» Task 1
Say whether each statement agrees with the village journal entry, answering yes or no and quoting the deciding words: (a) Andrew and Chuck sleep at the worksite. (b) The writer falls asleep about an hour after putting in earplugs. (c) The village is hotter than Sentani.
» Task 2
Copy the village journal entry starting with "Tuesday – Day" and going on through "all lovingly like.".

We eat dinner from about 6:30pm to 7pm, after which Travis and I walk down the hill to the large evangelist hut we sleep in, while Andrew and Chuck stay behind and sleep in “the shack” at the worksite. Night is my favorite time, because that’s when I’m a viking! (No, I’m not really. But it is my favorite time.)

My typical nighttime ritual is this:

- Wash mud off feet outside (dip feet in large barrel of rain water)

- Find toothbrush and brush teeth ASAP

- Throw my electronics into the tent for later (iPhone, solar charger, flashlights, etc.)

- Remove sandal and stand on yesterday’s shirt. Remove all clothes and wipe feet off with said shirt. Stand naked and admire your buff physique from lifting heavy boards all day.

- Enter tent. (Be careful! Your entrance is also where your head sleeps, so you have to move gingerly to make sure you don’t get mud or dust or pig crap on your pillow. EVER.

- Pivot in tent so your feet are at the bottom of it (turn around). Grab the Anti-bacterial Baby Wipes and begin The Process. Wipe dirt off calves. Wipe dirt off bottoms and tops of feet. Grab more wipes and floss between the toes. (It feels so GOOD.)

- Get a Q-tip. Clean ears. Sigh deeply.

- Retrieve the iPad and keyboard and compose short journal note  before my back aches from being hunched over.

- Listen to Spotify playlists. Star songs I like, delete those I don’t.

- Watch a sermon or video.

- Read on the Kindle for a bit.

- Pray silently.

- Get sleepy, put in earplugs, pray for sleep. Drift off 30 minutes later.

That’s it. :) And now? My back’s aching, so I’m done for now.

- Kevin

 

Tuesday – Day 13 (Final Day)

The goats pee and poop all over the work area. On the boards, the cutting equipment, the generators… everywhere. And the male goat butted me in the back of the leg today. Right after I scratched his ears all lovingly like.

Stinking goats. They can be cute and wag their tails at you when you pet ‘em, then turn on you and attack in a second. You’d wanna punch them, but then they’d be more aggressive and come at you harder. Makes you wish you had a taser…

It rained a lot today, so we were able to take showers in the rain, using the runoff from the tarps as a poor man’s shower. The strange thing is the rain water’s soft… the soap kinda sticks to you. The other odd thing is stripping down to my underwear and lathering up, all while the village people are watching a few feet away. (When you live in a village, new people ARE the entertainment… even if we’re just planing boards for hours a day…)

I have quite the neck beard going on. And I’m a hairy, sweaty mess. It’s odd to think that it’s cooler here in the village than back in Sentani. So even when I go home, I’ll still be sweaty. And hotter.

It’s been a nice village experience. It’s pretty much what I expected. More mud, though. A lot more mud. More mud than I’ve ever seen in my life. Much less stepped in. And when I say “mud” I’m talking about dirt and clay mixed with rain, pig pee, pig poop, goat crap, etc…

Dis. Gusting.

Phrase grounding data:
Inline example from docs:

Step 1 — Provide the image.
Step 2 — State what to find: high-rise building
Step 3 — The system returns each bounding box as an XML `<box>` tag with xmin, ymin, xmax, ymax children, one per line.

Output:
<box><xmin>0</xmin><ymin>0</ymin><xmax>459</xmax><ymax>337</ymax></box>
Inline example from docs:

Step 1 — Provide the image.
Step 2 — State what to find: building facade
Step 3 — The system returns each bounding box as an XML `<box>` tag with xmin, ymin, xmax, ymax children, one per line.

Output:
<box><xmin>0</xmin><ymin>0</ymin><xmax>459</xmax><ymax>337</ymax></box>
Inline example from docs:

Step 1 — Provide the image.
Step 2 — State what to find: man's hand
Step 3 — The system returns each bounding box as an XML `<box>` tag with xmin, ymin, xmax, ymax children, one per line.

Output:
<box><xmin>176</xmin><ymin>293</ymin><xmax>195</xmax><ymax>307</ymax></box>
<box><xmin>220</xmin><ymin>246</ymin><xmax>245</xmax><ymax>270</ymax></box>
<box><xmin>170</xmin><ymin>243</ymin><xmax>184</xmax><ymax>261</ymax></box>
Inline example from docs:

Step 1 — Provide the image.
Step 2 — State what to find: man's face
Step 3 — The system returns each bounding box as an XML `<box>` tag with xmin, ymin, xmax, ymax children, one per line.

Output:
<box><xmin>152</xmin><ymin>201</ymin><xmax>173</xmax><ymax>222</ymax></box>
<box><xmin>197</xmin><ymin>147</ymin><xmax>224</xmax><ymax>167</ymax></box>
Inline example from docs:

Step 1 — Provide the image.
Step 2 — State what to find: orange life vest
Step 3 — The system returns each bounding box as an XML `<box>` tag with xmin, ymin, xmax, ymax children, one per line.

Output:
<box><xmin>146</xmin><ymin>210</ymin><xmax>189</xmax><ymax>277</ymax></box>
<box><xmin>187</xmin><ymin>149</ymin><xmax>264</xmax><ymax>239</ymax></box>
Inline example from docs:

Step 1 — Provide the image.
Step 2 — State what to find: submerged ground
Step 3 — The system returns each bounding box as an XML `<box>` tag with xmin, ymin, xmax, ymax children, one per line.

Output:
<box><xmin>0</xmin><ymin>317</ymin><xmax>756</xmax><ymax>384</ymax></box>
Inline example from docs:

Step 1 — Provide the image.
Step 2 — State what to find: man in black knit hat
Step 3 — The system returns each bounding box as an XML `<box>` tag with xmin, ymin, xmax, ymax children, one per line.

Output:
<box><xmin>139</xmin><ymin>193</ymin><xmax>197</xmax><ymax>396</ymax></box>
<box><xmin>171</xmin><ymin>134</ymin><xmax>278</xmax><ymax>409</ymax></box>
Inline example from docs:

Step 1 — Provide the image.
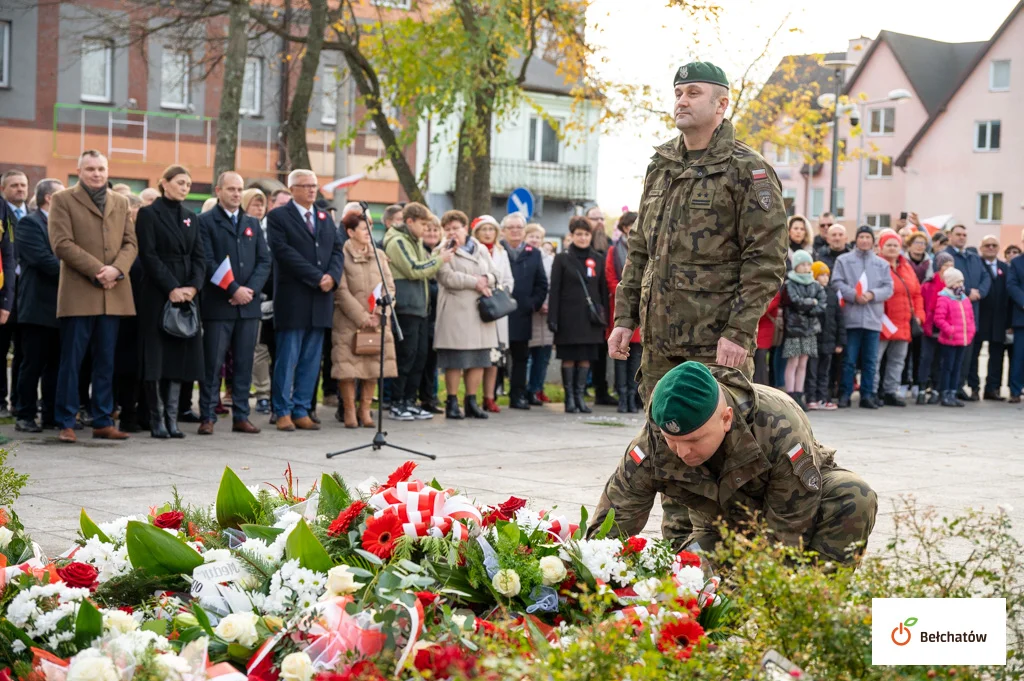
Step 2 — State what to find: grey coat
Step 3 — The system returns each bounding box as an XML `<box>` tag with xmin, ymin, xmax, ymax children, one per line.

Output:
<box><xmin>831</xmin><ymin>249</ymin><xmax>893</xmax><ymax>332</ymax></box>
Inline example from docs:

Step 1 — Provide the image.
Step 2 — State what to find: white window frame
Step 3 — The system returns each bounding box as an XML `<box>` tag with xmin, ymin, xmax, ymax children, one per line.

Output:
<box><xmin>864</xmin><ymin>213</ymin><xmax>892</xmax><ymax>229</ymax></box>
<box><xmin>976</xmin><ymin>191</ymin><xmax>1002</xmax><ymax>224</ymax></box>
<box><xmin>974</xmin><ymin>121</ymin><xmax>1002</xmax><ymax>153</ymax></box>
<box><xmin>160</xmin><ymin>45</ymin><xmax>191</xmax><ymax>112</ymax></box>
<box><xmin>79</xmin><ymin>38</ymin><xmax>114</xmax><ymax>104</ymax></box>
<box><xmin>864</xmin><ymin>156</ymin><xmax>893</xmax><ymax>179</ymax></box>
<box><xmin>988</xmin><ymin>59</ymin><xmax>1013</xmax><ymax>92</ymax></box>
<box><xmin>239</xmin><ymin>56</ymin><xmax>263</xmax><ymax>116</ymax></box>
<box><xmin>526</xmin><ymin>115</ymin><xmax>565</xmax><ymax>164</ymax></box>
<box><xmin>0</xmin><ymin>20</ymin><xmax>12</xmax><ymax>87</ymax></box>
<box><xmin>867</xmin><ymin>107</ymin><xmax>896</xmax><ymax>137</ymax></box>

» Exercise response 1
(a) Yes: "while Andrew and Chuck stay behind and sleep in “the shack” at the worksite"
(b) No: "Drift off 30 minutes later."
(c) No: "It’s odd to think that it’s cooler here in the village than back in Sentani."

» Exercise response 2
Tuesday – Day 13 (Final Day)

The goats pee and poop all over the work area. On the boards, the cutting equipment, the generators… everywhere. And the male goat butted me in the back of the leg today. Right after I scratched his ears all lovingly like.